EXERCISE OBJECTIVE:
All entries below need to be written out exactly, but without their pictures.
┄┄┄┄┄┄
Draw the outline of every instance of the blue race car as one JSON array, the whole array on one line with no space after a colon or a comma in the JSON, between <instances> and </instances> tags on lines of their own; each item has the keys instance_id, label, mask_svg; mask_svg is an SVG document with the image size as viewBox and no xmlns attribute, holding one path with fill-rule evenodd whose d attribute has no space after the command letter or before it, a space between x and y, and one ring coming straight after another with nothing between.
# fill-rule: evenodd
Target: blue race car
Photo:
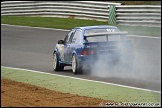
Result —
<instances>
[{"instance_id":1,"label":"blue race car","mask_svg":"<svg viewBox=\"0 0 162 108\"><path fill-rule=\"evenodd\" d=\"M99 59L107 65L133 66L133 46L115 26L84 26L73 28L64 40L58 40L53 52L53 69L61 71L72 66L74 74L93 68Z\"/></svg>"}]
</instances>

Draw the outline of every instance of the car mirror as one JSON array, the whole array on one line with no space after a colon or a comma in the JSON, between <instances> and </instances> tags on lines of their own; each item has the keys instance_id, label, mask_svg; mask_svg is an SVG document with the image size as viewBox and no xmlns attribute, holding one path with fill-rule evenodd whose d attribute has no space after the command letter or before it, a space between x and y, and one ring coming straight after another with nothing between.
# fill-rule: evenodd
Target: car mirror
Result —
<instances>
[{"instance_id":1,"label":"car mirror","mask_svg":"<svg viewBox=\"0 0 162 108\"><path fill-rule=\"evenodd\" d=\"M64 41L63 40L59 40L58 44L64 44Z\"/></svg>"}]
</instances>

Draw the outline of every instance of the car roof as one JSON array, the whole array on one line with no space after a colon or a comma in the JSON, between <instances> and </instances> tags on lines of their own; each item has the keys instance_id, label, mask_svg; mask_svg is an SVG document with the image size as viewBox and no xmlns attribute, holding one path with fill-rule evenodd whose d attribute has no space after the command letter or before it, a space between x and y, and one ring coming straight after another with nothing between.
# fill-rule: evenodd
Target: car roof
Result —
<instances>
[{"instance_id":1,"label":"car roof","mask_svg":"<svg viewBox=\"0 0 162 108\"><path fill-rule=\"evenodd\" d=\"M75 27L75 29L101 29L101 28L117 28L116 26L109 26L109 25L98 25L98 26L82 26L82 27Z\"/></svg>"}]
</instances>

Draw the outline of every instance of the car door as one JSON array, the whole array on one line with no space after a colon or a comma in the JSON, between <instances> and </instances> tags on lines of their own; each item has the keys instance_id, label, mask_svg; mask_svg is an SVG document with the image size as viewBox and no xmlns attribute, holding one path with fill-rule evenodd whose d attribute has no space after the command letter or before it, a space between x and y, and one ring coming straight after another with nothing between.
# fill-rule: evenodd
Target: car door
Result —
<instances>
[{"instance_id":1,"label":"car door","mask_svg":"<svg viewBox=\"0 0 162 108\"><path fill-rule=\"evenodd\" d=\"M72 53L74 52L76 55L81 53L81 49L83 46L83 35L81 29L76 29L74 36L72 37L71 44L70 44L70 52L69 52L69 59L72 60Z\"/></svg>"},{"instance_id":2,"label":"car door","mask_svg":"<svg viewBox=\"0 0 162 108\"><path fill-rule=\"evenodd\" d=\"M70 49L70 44L71 44L71 39L74 35L74 32L75 32L75 29L72 29L65 37L64 39L64 60L66 62L69 62L70 61L70 52L71 52L71 49Z\"/></svg>"}]
</instances>

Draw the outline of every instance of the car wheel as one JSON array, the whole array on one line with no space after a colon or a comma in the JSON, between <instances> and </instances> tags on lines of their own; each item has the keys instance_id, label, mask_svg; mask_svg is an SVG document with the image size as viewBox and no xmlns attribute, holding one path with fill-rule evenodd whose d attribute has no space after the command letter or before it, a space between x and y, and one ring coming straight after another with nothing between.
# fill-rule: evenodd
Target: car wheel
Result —
<instances>
[{"instance_id":1,"label":"car wheel","mask_svg":"<svg viewBox=\"0 0 162 108\"><path fill-rule=\"evenodd\" d=\"M55 71L62 71L64 69L64 66L59 66L58 57L56 53L53 54L53 69Z\"/></svg>"},{"instance_id":2,"label":"car wheel","mask_svg":"<svg viewBox=\"0 0 162 108\"><path fill-rule=\"evenodd\" d=\"M72 71L74 74L78 74L82 72L81 66L78 65L76 56L72 56Z\"/></svg>"}]
</instances>

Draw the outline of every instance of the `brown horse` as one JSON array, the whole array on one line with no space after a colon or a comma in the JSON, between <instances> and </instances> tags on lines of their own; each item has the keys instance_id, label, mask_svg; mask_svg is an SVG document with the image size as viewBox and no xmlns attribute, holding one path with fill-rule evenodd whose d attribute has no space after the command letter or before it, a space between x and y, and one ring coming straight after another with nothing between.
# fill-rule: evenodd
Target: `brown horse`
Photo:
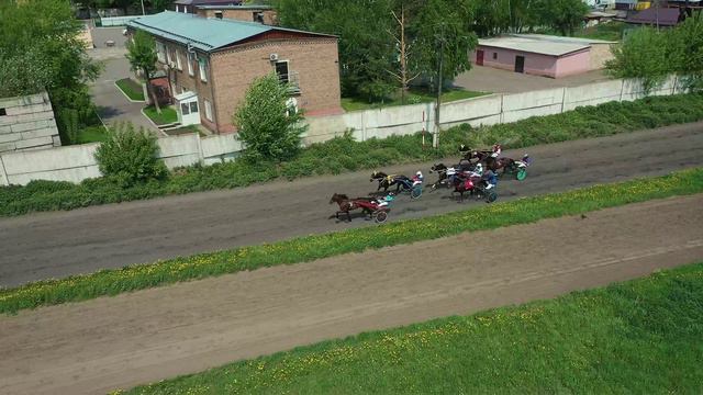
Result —
<instances>
[{"instance_id":1,"label":"brown horse","mask_svg":"<svg viewBox=\"0 0 703 395\"><path fill-rule=\"evenodd\" d=\"M361 208L364 211L364 213L368 214L369 216L371 216L371 211L366 207L366 206L360 206L357 204L357 201L372 201L372 198L356 198L356 199L349 199L349 196L343 194L343 193L335 193L332 195L332 199L330 199L330 204L332 203L337 203L337 205L339 206L339 210L334 214L334 216L339 219L339 214L346 214L347 215L347 221L352 222L352 211L354 210L358 210Z\"/></svg>"}]
</instances>

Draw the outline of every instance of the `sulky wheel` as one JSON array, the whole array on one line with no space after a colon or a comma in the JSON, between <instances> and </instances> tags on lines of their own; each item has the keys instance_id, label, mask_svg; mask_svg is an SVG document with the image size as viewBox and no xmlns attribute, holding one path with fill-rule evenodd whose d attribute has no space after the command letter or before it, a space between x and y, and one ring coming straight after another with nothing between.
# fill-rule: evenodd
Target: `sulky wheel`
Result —
<instances>
[{"instance_id":1,"label":"sulky wheel","mask_svg":"<svg viewBox=\"0 0 703 395\"><path fill-rule=\"evenodd\" d=\"M517 172L515 173L515 178L517 179L517 181L522 181L522 180L526 179L527 178L527 169L525 169L525 168L517 169Z\"/></svg>"},{"instance_id":2,"label":"sulky wheel","mask_svg":"<svg viewBox=\"0 0 703 395\"><path fill-rule=\"evenodd\" d=\"M486 192L486 203L493 203L495 200L498 200L498 193L495 193L495 191Z\"/></svg>"}]
</instances>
┄┄┄┄┄┄
TASK RESPONSE:
Draw the outline of every instance of the blue race car as one JSON array, the whole array on one line with no space after a colon or a comma in the JSON, between <instances> and </instances> tags on lines of their own; each item has the keys instance_id, label, mask_svg; mask_svg is an SVG document with the image size as viewBox and no xmlns attribute, holding one path with fill-rule evenodd whose d attribute has no space after the command letter or before it, a space between x and y, and one ring coming straight after another with nothing between.
# fill-rule: evenodd
Target: blue race car
Photo:
Result —
<instances>
[{"instance_id":1,"label":"blue race car","mask_svg":"<svg viewBox=\"0 0 162 108\"><path fill-rule=\"evenodd\" d=\"M99 59L107 65L133 66L133 46L115 26L84 26L73 28L64 40L58 40L53 52L53 69L61 71L72 66L74 74L93 68Z\"/></svg>"}]
</instances>

Draw the outline of every instance of the car mirror as one JSON array, the whole array on one line with no space after a colon or a comma in the JSON, between <instances> and </instances> tags on lines of their own; each item has the keys instance_id, label, mask_svg; mask_svg is an SVG document with the image size as viewBox and no xmlns attribute, holding one path with fill-rule evenodd whose d attribute has no space after the command letter or before it, a space between x and y, and one ring coming straight after another with nothing between.
# fill-rule: evenodd
Target: car mirror
Result —
<instances>
[{"instance_id":1,"label":"car mirror","mask_svg":"<svg viewBox=\"0 0 162 108\"><path fill-rule=\"evenodd\" d=\"M64 41L63 40L59 40L58 44L64 44Z\"/></svg>"}]
</instances>

Draw the outline of every instance of the car roof as one JSON array, the whole array on one line with no space after a colon or a comma in the JSON, between <instances> and </instances> tags on lines of their own; each item has the keys instance_id, label, mask_svg; mask_svg is an SVG document with the image size as viewBox and no xmlns attribute, holding one path with fill-rule evenodd whose d attribute has no space after the command letter or before it, a space between x and y, and one ring coming straight after another with nothing between.
# fill-rule: evenodd
Target: car roof
Result —
<instances>
[{"instance_id":1,"label":"car roof","mask_svg":"<svg viewBox=\"0 0 162 108\"><path fill-rule=\"evenodd\" d=\"M75 27L75 29L101 29L101 28L117 28L116 26L109 26L109 25L98 25L98 26L82 26L82 27Z\"/></svg>"}]
</instances>

Draw the outline of every instance of the car door as one JSON array, the whole array on one line with no space after a colon or a comma in the JSON, between <instances> and </instances> tags on lines of their own; each item has the keys instance_id, label, mask_svg; mask_svg is an SVG document with the image size as viewBox and no xmlns attribute, holding one path with fill-rule evenodd whose d attribute has no space after the command letter or before it, a space between x and y, and one ring coming straight after another with nothing between.
# fill-rule: evenodd
Target: car door
Result —
<instances>
[{"instance_id":1,"label":"car door","mask_svg":"<svg viewBox=\"0 0 162 108\"><path fill-rule=\"evenodd\" d=\"M72 53L74 52L76 55L81 53L81 49L83 46L83 35L81 29L76 29L74 36L72 37L71 44L70 44L70 52L69 52L69 59L72 60Z\"/></svg>"},{"instance_id":2,"label":"car door","mask_svg":"<svg viewBox=\"0 0 162 108\"><path fill-rule=\"evenodd\" d=\"M70 49L70 44L71 44L71 39L74 35L74 32L75 32L75 29L72 29L65 37L64 39L64 60L66 62L69 62L70 61L70 52L71 52L71 49Z\"/></svg>"}]
</instances>

Draw the outline of every instance of the car wheel as one JSON array, the whole array on one line with no space after a colon or a comma in the JSON, between <instances> and </instances> tags on lines of their own; each item has the keys instance_id, label, mask_svg; mask_svg is an SVG document with the image size as viewBox and no xmlns attribute, holding one path with fill-rule evenodd whose d attribute has no space after the command letter or before it, a space between x and y, and one ring coming straight after another with nothing between.
# fill-rule: evenodd
Target: car wheel
Result —
<instances>
[{"instance_id":1,"label":"car wheel","mask_svg":"<svg viewBox=\"0 0 162 108\"><path fill-rule=\"evenodd\" d=\"M55 71L62 71L64 69L64 66L59 66L58 57L56 53L53 54L53 69Z\"/></svg>"},{"instance_id":2,"label":"car wheel","mask_svg":"<svg viewBox=\"0 0 162 108\"><path fill-rule=\"evenodd\" d=\"M72 71L74 74L78 74L82 72L81 66L78 65L76 56L72 56Z\"/></svg>"}]
</instances>

Draw the outline of every instance of the `brown horse` as one JSON array, the whole array on one line with no space after a colon or a comma in the JSON, between <instances> and </instances> tags on lines of their own; each item has the keys instance_id, label, mask_svg; mask_svg is an SVG document with the image size as viewBox and no xmlns attribute, holding one path with fill-rule evenodd whose d attribute has no space after the command letter or before it, a space between x and y, and one ring coming straight after another with nothing between.
# fill-rule: evenodd
Target: `brown horse`
Photo:
Result —
<instances>
[{"instance_id":1,"label":"brown horse","mask_svg":"<svg viewBox=\"0 0 703 395\"><path fill-rule=\"evenodd\" d=\"M361 208L364 211L364 213L368 214L369 216L371 216L371 211L366 207L366 206L360 206L357 204L357 201L372 201L372 198L356 198L356 199L349 199L349 196L343 194L343 193L335 193L332 195L332 199L330 199L330 204L332 203L337 203L337 205L339 206L339 210L334 214L334 216L339 219L339 214L346 214L347 215L347 221L352 222L352 211L354 210L358 210Z\"/></svg>"}]
</instances>

Draw the outline of every instance of the `sulky wheel` as one JSON array, the whole array on one line with no space after a colon or a comma in the JSON, between <instances> and </instances> tags on lines of their own; each item has the keys instance_id, label, mask_svg; mask_svg is an SVG document with the image size as viewBox and no xmlns attribute, holding one path with fill-rule evenodd whose d attribute has no space after the command letter or before it, a space between x and y, and one ring coming straight after another with nothing between.
# fill-rule: evenodd
Target: `sulky wheel`
Result —
<instances>
[{"instance_id":1,"label":"sulky wheel","mask_svg":"<svg viewBox=\"0 0 703 395\"><path fill-rule=\"evenodd\" d=\"M517 172L515 173L515 178L517 179L517 181L522 181L522 180L526 179L527 178L527 169L525 169L525 168L517 169Z\"/></svg>"},{"instance_id":2,"label":"sulky wheel","mask_svg":"<svg viewBox=\"0 0 703 395\"><path fill-rule=\"evenodd\" d=\"M486 192L486 203L493 203L495 200L498 200L498 193L495 193L495 191Z\"/></svg>"}]
</instances>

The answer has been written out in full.